:: SHORT EXERCISE ::
Reproduce the data below verbatim, omitting the pictures.
### PROVIDED RECORDS
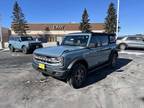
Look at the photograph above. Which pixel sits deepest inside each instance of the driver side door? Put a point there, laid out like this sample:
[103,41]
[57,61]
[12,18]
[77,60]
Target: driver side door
######
:: ANSWER TO THE TASK ::
Look at the photograph above. Which pixel sits deepest inside each instance of the driver side door? Put a point there, laid out like this sample:
[103,41]
[57,61]
[12,18]
[77,60]
Target: driver side door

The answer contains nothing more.